** TASK DESCRIPTION **
Repeat the listing below in full, exactly as it stands.
______________________________
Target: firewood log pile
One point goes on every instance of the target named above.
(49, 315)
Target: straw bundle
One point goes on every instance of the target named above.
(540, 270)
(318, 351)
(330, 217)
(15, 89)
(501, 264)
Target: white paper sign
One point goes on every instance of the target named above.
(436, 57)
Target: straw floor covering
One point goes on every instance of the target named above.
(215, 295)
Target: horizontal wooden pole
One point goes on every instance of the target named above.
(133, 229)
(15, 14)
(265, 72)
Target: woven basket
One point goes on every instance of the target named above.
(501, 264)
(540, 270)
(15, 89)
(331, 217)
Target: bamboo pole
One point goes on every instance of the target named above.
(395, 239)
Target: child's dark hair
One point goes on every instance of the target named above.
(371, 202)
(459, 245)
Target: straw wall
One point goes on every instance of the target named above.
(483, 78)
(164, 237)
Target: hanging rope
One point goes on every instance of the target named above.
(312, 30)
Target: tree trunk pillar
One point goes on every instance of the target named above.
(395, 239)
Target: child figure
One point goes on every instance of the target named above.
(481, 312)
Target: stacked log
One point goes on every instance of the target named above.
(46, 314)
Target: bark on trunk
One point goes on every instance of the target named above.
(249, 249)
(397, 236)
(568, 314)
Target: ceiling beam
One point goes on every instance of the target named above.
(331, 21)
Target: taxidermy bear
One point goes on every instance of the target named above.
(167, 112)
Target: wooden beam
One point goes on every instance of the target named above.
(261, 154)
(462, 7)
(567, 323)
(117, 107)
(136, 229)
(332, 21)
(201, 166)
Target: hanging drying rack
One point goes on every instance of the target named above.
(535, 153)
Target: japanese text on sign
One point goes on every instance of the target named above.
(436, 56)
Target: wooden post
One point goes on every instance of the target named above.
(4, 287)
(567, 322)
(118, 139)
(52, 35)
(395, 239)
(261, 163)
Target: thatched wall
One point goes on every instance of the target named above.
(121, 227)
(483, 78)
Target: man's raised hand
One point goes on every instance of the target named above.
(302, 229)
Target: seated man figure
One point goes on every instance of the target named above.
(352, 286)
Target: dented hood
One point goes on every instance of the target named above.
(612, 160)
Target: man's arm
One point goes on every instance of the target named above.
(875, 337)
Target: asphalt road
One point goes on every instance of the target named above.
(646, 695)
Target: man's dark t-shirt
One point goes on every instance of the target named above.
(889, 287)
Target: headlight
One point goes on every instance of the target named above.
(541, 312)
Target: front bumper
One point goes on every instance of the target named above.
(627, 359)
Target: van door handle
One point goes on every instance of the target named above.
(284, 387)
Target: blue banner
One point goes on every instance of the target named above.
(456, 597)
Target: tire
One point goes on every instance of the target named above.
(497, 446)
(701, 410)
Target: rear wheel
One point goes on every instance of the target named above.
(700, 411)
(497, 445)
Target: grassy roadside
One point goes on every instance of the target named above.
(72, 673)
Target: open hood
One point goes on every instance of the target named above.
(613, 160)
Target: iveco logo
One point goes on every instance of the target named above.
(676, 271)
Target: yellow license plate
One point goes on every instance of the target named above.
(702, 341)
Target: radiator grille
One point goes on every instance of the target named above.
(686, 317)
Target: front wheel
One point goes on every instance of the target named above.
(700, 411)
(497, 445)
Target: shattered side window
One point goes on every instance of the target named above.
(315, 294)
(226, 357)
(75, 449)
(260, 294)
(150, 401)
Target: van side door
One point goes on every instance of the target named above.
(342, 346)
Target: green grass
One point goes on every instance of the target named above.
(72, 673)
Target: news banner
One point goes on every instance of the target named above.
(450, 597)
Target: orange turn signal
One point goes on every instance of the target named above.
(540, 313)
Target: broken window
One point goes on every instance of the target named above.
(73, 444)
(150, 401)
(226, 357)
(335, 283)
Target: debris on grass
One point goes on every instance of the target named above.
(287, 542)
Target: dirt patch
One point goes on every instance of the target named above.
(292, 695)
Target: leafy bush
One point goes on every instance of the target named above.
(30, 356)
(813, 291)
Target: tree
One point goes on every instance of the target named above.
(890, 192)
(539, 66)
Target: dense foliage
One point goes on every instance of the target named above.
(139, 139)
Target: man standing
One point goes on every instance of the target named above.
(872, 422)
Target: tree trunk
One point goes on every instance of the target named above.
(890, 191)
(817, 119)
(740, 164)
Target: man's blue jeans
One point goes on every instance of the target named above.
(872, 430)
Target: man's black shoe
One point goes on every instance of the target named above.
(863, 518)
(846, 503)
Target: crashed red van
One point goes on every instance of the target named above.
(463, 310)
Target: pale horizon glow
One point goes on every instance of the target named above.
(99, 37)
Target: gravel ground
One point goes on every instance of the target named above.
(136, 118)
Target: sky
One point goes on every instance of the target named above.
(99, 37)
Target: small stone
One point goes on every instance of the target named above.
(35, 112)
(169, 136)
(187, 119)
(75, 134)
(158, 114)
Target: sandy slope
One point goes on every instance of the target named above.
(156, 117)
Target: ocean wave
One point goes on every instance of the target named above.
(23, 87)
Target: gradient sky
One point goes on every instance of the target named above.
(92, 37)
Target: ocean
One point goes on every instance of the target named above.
______________________________
** TASK SOLUTION **
Target: firewood log pile
One point goes on every instance of the target named above.
(49, 315)
Target: straw bundle
One point goes on every instance of the target named above.
(540, 270)
(318, 351)
(330, 217)
(15, 89)
(501, 264)
Target: white paper sign
One point goes on every instance of the target named above.
(436, 57)
Target: straw floor covering
One point goes on every instance of the target named above.
(215, 295)
Target: horizontal wooden pole
One point goes on every instance of the target named above.
(133, 229)
(15, 14)
(265, 72)
Target: woven basket
One point goes on every instance of the target named above.
(501, 264)
(540, 270)
(15, 89)
(331, 217)
Target: bamboo pole
One point goes on every instance of the target named above.
(395, 239)
Target: child's dark hair
One point goes on every instance of the target named above.
(371, 202)
(459, 245)
Target: straw wall
One point goes on every instance of the target named above.
(483, 78)
(164, 237)
Target: hanging rope
One point goes on every instance of the target named above.
(312, 30)
Target: tree trunk pillar
One point goes on every instance of the target named above.
(395, 239)
Target: child figure
One point goes on every instance of the target named above.
(481, 312)
Target: stacked log
One point goes on every instance of the target named above.
(46, 314)
Target: bark on trunk
One point goes on every instance of the target named above.
(249, 249)
(397, 236)
(568, 314)
Target: ceiling beam
One point goes on every instance of the target named above.
(331, 21)
Target: taxidermy bear
One point goes on every instance of the target named above.
(167, 112)
Target: wooden beam
One point goes on every instance of the target named above.
(261, 154)
(462, 7)
(567, 323)
(117, 107)
(136, 229)
(332, 21)
(201, 166)
Target: hanging drying rack
One point goes on every instance of the target named above.
(535, 153)
Target: japanese text on sign
One point goes on every instance of the target named above.
(436, 56)
Target: wooden post
One point goes on every instance of the target named above.
(4, 287)
(567, 322)
(118, 139)
(52, 35)
(395, 239)
(261, 163)
Target: thatched wall
One point goes on every instance of the target named above.
(121, 227)
(483, 78)
Target: man's raised hand
One point goes on every instance of the target named above.
(302, 229)
Target: seated man figure
One point goes on every instance of the target named above.
(352, 286)
Target: dented hood
One point goes on every instance of the target named above.
(612, 160)
Target: man's arm
One point goes on every instance of the target named above.
(875, 337)
Target: asphalt road
One point goes on every instance of the target named above.
(646, 695)
Target: man's dark t-shirt
One point goes on every instance of the target named above.
(889, 287)
Target: headlight
One point goes on every instance of the target named above.
(541, 312)
Target: front bumper
One point goes on every instance of the target named above.
(627, 359)
Target: van door handle
One point goes on every instance of the target named above.
(284, 387)
Target: blue banner
One point goes on every instance of the target named above.
(456, 597)
Target: tire
One point goes on every instance of the target named above.
(497, 446)
(701, 410)
Target: rear wheel
One point goes on every instance of the target named above.
(700, 411)
(497, 445)
Target: grassy roadside
One point goes on every instance of the target named above.
(72, 673)
Target: open hood
One point goes on every instance of the target named above.
(613, 160)
Target: iveco logo
One point goes on every instance of the target named above.
(676, 271)
Target: yellow license plate
One point goes on every instance of the target named above.
(702, 341)
Target: radiator grille
One point goes on every instance of the target named above.
(686, 317)
Target: front wheel
One point goes on every instance of the target named above.
(700, 411)
(497, 445)
Target: shattered side window
One point goes on every instance of the target named above.
(315, 294)
(226, 357)
(75, 449)
(260, 294)
(150, 401)
Target: van side door
One point goes on every instance of the target named above.
(342, 346)
Target: green grass
One point goes on every instance of the target named above.
(72, 673)
Target: news banner
One point goes on every instance of the target named above.
(450, 597)
Target: orange turn signal
One point goes on every instance of the target named above.
(540, 313)
Target: broken window
One point goes on every instance of the target named above.
(73, 444)
(150, 401)
(226, 357)
(335, 283)
Target: debris on grass
One point goes on every instance of the target named above.
(287, 542)
Target: dirt patch
One point goes on every instance of the target named above.
(292, 695)
Target: leafy bush
One point goes on every instance of the target named above.
(30, 356)
(813, 291)
Target: tree
One point goes on every instance of the target named above.
(890, 192)
(539, 66)
Target: dense foliage
One point goes on every instance of the target named above.
(139, 139)
Target: man standing
One point goes on every instance of the target named above.
(872, 422)
Target: tree trunk
One point goes on every instance of the target named above.
(890, 191)
(817, 119)
(740, 164)
Target: man's blue jeans
One point goes on every instance of the target named above.
(872, 430)
Target: man's black shoe
One point goes on every instance of the target named above.
(863, 518)
(846, 503)
Target: crashed red van
One point goes on every instance of the target named above.
(463, 310)
Target: pale horizon glow
One point goes on every instance of the target named above.
(99, 37)
Target: gravel ground
One point goes on every instance of the target named above.
(136, 118)
Target: sky
One point goes on every instance of the target named above.
(99, 37)
Target: small stone
One point goes on every instance of the target named above.
(35, 112)
(169, 136)
(187, 119)
(75, 134)
(158, 114)
Target: sandy slope
One point goes on every instance of the target named above.
(156, 117)
Target: ocean wave
One point goes on every instance of the target named above.
(23, 87)
Target: gradient sky
One point goes on every instance of the target named above.
(92, 37)
Target: ocean
One point goes on every instance of the target named above.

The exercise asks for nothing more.